═════ Texto fornecido
O que é? A mudança do clima é uma das questões mais impactantes em termos ambientais, econômicos e sociais que afetam o mundo de hoje. Ela tem o potencial de causar enormes danos à infraestrutura, à sociedade e ao nosso modo de vida neste planeta. É por isso que a COP21 em Paris foi cercada de expectativas desde o início. Seu desfecho, com os países participantes concordando em limitar o aquecimento global a 1,5ºC acima dos níveis pré-industriais foi algo que parecia impensável há alguns meses (especialmente após as frustrações geradas pela COP15 realizada em Copenhague em 2009). Celebrado com muito otimismo – em que pesem as relevantes reflexões críticas e realistas feitas por especialistas acerca do acordo – fica a questão: como as mudanças climáticas e os planos de mitigação como o assinado em Paris afetam as nossas cidades?
══════════
═════ Dados extraídos
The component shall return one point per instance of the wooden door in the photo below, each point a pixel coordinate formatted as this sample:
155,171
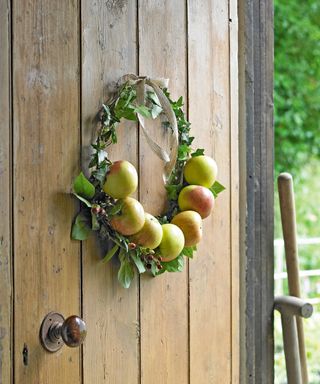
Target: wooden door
58,61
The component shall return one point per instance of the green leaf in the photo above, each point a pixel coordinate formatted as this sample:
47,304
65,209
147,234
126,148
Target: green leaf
94,222
198,152
139,264
116,208
100,173
110,254
188,251
155,111
143,110
183,152
173,191
126,271
81,228
175,265
83,187
87,203
217,188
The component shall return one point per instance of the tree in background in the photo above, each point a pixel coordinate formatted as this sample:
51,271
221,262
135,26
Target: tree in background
297,84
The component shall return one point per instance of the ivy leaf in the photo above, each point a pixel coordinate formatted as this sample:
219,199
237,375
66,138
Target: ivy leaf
173,191
87,203
116,208
83,187
110,254
126,271
198,152
100,173
188,251
139,264
217,188
81,227
142,110
183,152
155,111
175,265
94,222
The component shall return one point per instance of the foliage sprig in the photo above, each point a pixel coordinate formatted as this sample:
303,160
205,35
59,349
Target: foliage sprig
97,208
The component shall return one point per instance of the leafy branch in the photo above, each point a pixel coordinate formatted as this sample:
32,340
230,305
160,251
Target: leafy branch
97,208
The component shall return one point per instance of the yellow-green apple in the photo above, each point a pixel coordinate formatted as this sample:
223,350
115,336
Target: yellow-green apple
130,218
190,223
122,180
196,198
172,242
150,235
201,170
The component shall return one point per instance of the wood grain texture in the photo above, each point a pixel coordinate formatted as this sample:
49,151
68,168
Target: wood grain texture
164,300
256,124
5,200
234,180
46,154
211,271
111,352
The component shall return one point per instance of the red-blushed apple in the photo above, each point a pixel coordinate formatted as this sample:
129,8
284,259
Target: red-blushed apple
172,242
190,223
150,235
201,170
196,198
121,180
130,218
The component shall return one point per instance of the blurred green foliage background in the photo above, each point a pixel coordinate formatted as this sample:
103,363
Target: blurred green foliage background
297,150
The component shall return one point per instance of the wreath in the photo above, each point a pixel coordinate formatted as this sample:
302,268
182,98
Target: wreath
141,242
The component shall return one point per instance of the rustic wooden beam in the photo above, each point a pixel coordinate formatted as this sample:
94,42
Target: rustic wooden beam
293,306
256,189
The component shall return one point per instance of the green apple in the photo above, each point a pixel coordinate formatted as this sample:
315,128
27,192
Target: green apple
196,198
190,223
201,170
150,235
122,180
130,218
172,242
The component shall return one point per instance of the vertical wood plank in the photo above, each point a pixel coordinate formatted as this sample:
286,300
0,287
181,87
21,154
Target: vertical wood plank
46,154
210,272
111,353
164,300
234,181
256,127
5,200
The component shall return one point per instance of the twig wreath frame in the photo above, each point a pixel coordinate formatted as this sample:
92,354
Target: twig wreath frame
104,198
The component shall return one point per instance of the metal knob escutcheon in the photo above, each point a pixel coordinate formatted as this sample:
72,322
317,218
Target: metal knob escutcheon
56,331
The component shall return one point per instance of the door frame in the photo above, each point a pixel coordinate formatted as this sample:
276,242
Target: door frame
257,189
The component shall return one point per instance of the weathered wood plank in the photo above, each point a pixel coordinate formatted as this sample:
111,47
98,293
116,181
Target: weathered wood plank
210,272
111,353
46,154
256,125
5,200
234,180
164,300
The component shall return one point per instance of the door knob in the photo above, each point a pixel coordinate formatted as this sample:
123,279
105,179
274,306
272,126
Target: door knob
56,331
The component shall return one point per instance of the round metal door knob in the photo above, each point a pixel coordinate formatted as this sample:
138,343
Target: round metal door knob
56,331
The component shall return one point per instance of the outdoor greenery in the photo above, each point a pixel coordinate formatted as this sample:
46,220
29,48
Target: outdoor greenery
297,150
297,85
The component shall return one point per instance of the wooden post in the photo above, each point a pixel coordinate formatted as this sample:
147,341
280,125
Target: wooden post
288,218
291,349
292,309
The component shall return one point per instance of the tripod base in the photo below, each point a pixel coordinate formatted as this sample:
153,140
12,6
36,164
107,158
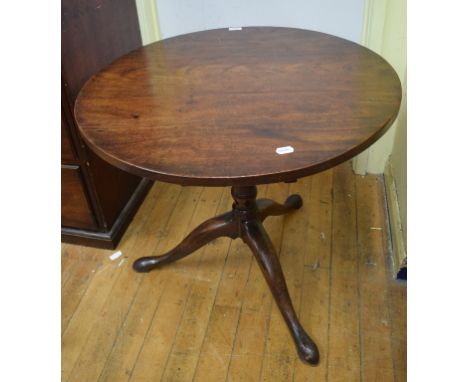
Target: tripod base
245,221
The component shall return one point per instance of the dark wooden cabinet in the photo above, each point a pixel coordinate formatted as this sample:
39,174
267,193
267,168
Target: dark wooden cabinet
98,200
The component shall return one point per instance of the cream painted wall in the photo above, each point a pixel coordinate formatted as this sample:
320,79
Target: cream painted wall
384,32
398,164
148,20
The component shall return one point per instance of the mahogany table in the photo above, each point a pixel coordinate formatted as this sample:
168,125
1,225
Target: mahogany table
239,108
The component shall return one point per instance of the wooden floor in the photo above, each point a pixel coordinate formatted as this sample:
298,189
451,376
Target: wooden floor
210,316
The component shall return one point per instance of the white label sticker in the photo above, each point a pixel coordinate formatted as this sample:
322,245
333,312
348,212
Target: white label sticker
284,150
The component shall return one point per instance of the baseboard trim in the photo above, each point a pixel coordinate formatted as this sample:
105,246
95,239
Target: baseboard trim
109,239
398,242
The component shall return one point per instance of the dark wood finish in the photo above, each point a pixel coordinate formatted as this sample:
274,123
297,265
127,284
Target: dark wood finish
94,35
245,221
111,237
76,211
210,108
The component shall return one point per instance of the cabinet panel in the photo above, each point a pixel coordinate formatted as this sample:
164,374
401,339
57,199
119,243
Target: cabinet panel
68,154
75,208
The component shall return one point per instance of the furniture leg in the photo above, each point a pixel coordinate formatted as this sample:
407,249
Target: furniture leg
268,207
255,236
223,225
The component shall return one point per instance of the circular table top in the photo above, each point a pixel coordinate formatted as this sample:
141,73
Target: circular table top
212,108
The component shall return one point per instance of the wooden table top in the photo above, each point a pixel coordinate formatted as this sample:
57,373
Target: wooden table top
211,108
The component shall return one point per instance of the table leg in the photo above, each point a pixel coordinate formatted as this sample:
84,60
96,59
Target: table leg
245,221
255,236
223,225
268,207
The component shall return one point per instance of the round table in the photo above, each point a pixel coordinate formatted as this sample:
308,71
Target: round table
239,107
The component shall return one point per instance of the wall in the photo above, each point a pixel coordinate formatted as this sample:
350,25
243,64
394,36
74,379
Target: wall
384,31
342,18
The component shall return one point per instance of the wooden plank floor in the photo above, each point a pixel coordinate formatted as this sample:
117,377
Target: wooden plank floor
210,316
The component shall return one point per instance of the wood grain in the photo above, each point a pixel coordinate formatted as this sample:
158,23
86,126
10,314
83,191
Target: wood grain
211,317
210,108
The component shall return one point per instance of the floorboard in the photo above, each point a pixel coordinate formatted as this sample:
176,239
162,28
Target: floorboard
211,317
══════════
__Objetivo__.
Imprima sem qualquer alteração o trecho do texto fornecido entre "O que é? A mudança" e "as nossas cidades?", inclusive. As linhas constituem um material à parte, sem relação com o texto.

__Resposta__.
O que é? A mudança do clima é uma das questões mais impactantes em termos ambientais, econômicos e sociais que afetam o mundo de hoje. Ela tem o potencial de causar enormes danos à infraestrutura, à sociedade e ao nosso modo de vida neste planeta. É por isso que a COP21 em Paris foi cercada de expectativas desde o início. Seu desfecho, com os países participantes concordando em limitar o aquecimento global a 1,5ºC acima dos níveis pré-industriais foi algo que parecia impensável há alguns meses (especialmente após as frustrações geradas pela COP15 realizada em Copenhague em 2009). Celebrado com muito otimismo – em que pesem as relevantes reflexões críticas e realistas feitas por especialistas acerca do acordo – fica a questão: como as mudanças climáticas e os planos de mitigação como o assinado em Paris afetam as nossas cidades?